QUESTIONS:
1 – List every person the opinion piece on the Kavanaugh nomination names, with the title it gives each.
2 – Pick up the opinion piece on the Kavanaugh nomination after its final sentence and continue it in the same argumentative voice.

The confirmation fight over President Trump’s nomination of Judge Brett Kavanaugh to the Supreme Court long ago careened wildly out of control, driven by desperate Democrats determined to keep this highly qualified judge off the high court by a shameless exercise in character assassination.
Now that the FBI has completed its supplemental report on sexual misconduct accusations against the judge, the American people deserve to see that report to set the record straight.
While FBI background investigations for federal employment are normally not made public, allegations of sexual misconduct against Kavanaugh by Professor Christine Blasey Ford were made in televised hearings before the Senate Judiciary Committee last week. Accusations by two other women were publicized in numerous news stories broadcast and published around the world.
Ford alleges that some 36 years ago, when she and Kavanaugh were in high school, he forced her onto a bed at a party while he was drunk and unsuccessfully tried to take off her clothes. She said Kavanaugh covered her mouth to stop her from screaming and she feared he would rape her and might even accidentally kill her.
Kavanaugh said repeatedly that he has never sexually assaulted Ford or anyone else. He has also denied other allegations that the two other women have made against him.
Ford provided no corroborating evidence or witnesses to back up her allegations, and other women were not called to testify before the Judiciary Committee.
After the airing of these charges, throwing a veil of secrecy over the findings of the reopened FBI background investigation of Kavanaugh would now deny him the return of his good reputation if the investigation found no convincing corroboration of the accusations.
And if the investigation found new support for the accusations against the appellate court judge – most likely leading to the Senate’s rejection of his nomination to the high court – the American public deserves to know that as well.

LISTED ENTRIES:

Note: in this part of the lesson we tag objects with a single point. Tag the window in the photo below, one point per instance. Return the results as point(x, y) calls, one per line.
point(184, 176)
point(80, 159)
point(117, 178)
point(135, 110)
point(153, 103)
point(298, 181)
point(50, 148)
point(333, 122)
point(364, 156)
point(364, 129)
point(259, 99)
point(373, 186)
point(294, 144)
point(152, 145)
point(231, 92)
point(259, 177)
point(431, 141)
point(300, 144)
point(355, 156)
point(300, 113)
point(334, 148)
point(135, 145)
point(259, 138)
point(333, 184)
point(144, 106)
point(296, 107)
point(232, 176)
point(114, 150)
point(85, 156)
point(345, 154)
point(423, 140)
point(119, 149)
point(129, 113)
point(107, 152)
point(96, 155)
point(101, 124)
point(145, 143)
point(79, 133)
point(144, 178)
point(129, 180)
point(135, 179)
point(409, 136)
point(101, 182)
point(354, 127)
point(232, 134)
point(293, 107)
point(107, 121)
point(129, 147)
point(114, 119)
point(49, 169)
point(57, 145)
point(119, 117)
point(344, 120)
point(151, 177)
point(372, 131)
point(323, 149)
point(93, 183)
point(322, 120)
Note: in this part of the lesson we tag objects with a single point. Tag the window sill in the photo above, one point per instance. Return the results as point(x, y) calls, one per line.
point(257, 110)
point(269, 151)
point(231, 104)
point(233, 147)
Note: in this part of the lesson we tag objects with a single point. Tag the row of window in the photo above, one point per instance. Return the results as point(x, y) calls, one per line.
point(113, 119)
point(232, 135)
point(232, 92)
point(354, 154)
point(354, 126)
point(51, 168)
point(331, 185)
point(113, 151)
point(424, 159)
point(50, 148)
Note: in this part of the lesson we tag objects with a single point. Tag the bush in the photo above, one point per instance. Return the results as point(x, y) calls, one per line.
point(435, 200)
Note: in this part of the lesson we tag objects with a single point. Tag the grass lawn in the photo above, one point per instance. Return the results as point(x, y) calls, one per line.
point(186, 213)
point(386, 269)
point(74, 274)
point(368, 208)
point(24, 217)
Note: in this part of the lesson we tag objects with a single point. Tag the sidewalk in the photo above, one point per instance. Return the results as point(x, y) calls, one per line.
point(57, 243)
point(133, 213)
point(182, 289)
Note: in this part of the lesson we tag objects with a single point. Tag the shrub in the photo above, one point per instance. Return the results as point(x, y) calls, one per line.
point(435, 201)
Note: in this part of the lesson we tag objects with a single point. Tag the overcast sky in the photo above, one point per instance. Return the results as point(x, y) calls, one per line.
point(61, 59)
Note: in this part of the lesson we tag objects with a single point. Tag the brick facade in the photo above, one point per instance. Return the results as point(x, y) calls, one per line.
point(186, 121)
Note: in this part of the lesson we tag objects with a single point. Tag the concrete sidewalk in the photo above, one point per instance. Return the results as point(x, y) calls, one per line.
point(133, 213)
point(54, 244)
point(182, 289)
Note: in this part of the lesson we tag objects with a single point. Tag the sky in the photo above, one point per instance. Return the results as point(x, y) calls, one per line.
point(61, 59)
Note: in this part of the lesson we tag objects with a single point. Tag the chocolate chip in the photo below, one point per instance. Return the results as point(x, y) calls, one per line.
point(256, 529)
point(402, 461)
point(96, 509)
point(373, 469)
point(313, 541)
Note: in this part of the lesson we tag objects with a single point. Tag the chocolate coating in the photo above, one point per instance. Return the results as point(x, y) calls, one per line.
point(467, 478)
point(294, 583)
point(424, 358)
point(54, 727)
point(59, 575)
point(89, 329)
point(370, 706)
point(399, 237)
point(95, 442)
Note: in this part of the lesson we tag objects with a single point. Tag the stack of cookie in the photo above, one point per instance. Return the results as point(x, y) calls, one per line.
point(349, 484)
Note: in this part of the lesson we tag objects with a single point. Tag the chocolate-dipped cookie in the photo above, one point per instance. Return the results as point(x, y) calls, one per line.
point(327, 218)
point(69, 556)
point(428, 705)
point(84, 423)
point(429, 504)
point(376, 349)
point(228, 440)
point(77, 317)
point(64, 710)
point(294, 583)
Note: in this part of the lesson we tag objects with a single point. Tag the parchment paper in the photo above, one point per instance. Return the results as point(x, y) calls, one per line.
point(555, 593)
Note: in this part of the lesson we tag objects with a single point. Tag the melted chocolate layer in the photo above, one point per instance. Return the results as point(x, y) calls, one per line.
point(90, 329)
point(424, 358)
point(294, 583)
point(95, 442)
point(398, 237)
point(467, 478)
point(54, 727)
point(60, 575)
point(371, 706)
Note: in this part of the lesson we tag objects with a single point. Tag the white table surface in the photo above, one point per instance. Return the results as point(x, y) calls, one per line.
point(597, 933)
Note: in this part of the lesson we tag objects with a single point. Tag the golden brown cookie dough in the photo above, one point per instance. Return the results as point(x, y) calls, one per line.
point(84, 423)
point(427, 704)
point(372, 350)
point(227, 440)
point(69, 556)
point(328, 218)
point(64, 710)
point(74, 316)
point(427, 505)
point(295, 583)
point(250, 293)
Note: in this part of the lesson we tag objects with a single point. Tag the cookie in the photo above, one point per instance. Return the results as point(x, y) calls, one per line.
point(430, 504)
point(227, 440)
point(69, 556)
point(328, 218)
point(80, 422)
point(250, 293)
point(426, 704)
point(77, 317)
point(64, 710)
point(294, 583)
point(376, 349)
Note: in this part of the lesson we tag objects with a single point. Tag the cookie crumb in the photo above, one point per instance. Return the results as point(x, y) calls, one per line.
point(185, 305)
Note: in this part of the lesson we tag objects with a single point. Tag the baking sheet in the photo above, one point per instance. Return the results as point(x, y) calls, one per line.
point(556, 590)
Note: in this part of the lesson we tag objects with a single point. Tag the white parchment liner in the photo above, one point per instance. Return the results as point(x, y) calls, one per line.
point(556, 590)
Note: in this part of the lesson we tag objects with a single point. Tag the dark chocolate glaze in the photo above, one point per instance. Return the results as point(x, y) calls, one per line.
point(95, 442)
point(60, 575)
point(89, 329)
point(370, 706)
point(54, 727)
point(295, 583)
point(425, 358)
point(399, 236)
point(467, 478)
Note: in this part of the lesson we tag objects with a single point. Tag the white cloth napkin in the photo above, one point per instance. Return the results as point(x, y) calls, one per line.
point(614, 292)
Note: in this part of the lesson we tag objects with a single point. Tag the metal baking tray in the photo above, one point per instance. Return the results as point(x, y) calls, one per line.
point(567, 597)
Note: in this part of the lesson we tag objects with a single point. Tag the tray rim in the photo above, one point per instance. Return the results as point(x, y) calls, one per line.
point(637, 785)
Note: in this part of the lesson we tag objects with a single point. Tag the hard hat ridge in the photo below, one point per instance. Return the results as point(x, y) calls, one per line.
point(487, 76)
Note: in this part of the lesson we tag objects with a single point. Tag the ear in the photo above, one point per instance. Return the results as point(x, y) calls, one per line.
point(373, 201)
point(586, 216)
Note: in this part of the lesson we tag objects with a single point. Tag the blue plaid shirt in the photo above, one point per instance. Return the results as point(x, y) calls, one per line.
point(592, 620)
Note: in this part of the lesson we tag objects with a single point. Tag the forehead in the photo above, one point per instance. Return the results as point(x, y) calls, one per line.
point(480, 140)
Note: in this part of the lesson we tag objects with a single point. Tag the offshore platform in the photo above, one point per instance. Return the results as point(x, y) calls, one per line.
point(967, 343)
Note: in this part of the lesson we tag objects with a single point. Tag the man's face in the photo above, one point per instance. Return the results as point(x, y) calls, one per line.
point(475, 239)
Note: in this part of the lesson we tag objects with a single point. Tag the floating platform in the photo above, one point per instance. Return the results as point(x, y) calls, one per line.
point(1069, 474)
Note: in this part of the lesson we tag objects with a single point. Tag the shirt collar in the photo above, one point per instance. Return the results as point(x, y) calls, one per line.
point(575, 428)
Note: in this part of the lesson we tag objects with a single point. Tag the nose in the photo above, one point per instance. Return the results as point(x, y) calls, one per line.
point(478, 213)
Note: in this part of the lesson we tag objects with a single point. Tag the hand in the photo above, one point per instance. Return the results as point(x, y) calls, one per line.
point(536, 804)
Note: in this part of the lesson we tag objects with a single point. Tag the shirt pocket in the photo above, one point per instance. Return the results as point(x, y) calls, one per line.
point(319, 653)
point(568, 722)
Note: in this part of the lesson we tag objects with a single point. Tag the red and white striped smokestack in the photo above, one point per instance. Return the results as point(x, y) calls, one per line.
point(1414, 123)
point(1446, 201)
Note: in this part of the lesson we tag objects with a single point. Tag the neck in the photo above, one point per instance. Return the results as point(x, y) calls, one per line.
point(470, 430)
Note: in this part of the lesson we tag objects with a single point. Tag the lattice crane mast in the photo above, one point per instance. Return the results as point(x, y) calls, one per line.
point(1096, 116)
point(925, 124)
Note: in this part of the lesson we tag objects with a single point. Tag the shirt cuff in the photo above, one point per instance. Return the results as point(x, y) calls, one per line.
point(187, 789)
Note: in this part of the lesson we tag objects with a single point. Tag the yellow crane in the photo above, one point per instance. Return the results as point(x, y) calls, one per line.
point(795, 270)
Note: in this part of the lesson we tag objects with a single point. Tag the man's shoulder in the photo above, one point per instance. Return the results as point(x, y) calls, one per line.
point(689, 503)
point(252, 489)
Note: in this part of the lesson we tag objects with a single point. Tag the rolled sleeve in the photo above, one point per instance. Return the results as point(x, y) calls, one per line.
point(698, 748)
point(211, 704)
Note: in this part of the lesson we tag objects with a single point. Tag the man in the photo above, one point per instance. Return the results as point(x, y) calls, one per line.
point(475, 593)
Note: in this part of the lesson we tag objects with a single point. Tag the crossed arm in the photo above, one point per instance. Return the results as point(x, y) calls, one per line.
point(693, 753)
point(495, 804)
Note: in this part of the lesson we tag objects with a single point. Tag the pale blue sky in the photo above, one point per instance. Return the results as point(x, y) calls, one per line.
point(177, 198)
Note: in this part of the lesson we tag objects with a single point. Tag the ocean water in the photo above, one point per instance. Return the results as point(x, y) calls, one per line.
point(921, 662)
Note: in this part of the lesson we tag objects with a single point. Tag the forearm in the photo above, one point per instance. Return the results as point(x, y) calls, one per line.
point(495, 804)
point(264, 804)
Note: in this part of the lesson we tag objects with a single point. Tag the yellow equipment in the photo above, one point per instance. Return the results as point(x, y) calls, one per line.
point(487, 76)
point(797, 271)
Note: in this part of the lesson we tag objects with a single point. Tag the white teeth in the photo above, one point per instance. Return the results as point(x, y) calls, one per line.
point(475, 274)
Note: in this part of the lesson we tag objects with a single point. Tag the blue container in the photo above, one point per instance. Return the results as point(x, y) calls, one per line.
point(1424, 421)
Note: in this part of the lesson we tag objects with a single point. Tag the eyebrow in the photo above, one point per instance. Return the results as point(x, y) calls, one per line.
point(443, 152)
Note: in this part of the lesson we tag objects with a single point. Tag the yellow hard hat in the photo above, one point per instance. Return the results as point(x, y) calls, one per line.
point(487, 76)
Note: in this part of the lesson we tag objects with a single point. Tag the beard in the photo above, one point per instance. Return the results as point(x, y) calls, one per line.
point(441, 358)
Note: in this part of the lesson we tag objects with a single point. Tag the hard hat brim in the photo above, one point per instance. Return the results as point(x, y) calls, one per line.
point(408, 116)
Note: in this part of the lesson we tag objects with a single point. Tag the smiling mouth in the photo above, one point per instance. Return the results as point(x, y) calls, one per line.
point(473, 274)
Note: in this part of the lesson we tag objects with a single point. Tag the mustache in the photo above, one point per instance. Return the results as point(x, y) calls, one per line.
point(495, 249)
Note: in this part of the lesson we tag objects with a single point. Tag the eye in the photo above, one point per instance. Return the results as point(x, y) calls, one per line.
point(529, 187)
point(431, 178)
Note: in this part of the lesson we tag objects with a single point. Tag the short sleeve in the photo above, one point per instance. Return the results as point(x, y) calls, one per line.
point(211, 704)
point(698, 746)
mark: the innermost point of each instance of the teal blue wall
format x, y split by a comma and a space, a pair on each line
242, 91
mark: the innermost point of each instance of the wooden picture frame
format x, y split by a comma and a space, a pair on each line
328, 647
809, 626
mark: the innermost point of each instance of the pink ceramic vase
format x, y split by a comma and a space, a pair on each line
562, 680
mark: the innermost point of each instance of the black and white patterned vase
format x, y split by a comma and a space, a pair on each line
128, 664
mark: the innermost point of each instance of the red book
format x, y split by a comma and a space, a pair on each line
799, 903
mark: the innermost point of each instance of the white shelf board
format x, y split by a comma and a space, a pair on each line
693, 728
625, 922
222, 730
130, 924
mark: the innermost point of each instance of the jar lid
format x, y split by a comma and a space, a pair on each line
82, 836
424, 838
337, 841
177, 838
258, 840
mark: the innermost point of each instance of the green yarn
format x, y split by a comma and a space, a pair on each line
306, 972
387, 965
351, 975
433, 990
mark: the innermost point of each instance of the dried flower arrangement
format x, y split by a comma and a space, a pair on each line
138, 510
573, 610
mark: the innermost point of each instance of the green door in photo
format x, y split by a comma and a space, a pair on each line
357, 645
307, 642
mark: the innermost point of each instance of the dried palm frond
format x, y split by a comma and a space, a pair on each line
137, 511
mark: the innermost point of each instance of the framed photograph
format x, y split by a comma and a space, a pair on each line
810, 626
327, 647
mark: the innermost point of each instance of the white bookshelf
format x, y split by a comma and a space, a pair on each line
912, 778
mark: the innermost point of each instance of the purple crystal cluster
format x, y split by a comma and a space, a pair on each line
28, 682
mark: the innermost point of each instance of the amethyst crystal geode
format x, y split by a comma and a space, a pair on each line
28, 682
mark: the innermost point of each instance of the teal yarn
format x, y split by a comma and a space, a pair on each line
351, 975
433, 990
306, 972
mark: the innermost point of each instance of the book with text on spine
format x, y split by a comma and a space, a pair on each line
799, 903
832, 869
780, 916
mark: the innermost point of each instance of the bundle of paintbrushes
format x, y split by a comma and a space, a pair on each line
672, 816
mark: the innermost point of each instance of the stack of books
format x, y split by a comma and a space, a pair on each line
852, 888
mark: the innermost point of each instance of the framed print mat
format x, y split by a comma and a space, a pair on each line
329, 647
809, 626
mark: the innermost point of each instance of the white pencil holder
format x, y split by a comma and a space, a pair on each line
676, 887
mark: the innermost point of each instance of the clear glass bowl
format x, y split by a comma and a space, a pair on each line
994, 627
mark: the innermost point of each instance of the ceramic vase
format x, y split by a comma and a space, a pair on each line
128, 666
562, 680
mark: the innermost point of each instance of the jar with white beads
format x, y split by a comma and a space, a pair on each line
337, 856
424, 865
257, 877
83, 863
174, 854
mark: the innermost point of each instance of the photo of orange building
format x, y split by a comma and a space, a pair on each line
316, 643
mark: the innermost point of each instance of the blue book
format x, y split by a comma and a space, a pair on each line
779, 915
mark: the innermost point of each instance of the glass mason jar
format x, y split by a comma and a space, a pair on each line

OUTPUTS BY TASK:
1 –
- President Trump
- Judge Brett Kavanaugh
- Professor Christine Blasey Ford

2 –
Senate Democrats have abandoned any semblance of due process and belief in the concept of innocent until proven guilty in their feeding frenzy to keep President Trump from appointing a conservative justice to the Supreme Court. Should they manage to keep Kavanaugh off the high court they will no doubt mount a similar all-out attack on whoever the president nominates next.
Sen. Dianne Feinstein, D-Calif., bears the biggest share of the blame for putting both Ford and Kavanaugh through the public ordeal of airing Ford’s thus far uncorroborated accusations against Kavanaugh – and airing Kavanaugh’s categorical denials – before the world.
Instead of allowing Judiciary Committee staff or the FBI to privately interview Ford about her claim that Kavanaugh sexually assaulted her, Feinstein spent nearly two months hiding the explosive allegations that Ford sent her in a letter.
In a disgraceful and blatant political act, Feinstein failed to inform her Judiciary Committee colleagues of the letter from Ford until the committee completed its confirmation hearing on Kavanaugh and was on the verge of sending his nomination to the full Senate for a vote.
And now, unbelievably, Feinstein wants to conceal the new FBI report. At least she’s consistent.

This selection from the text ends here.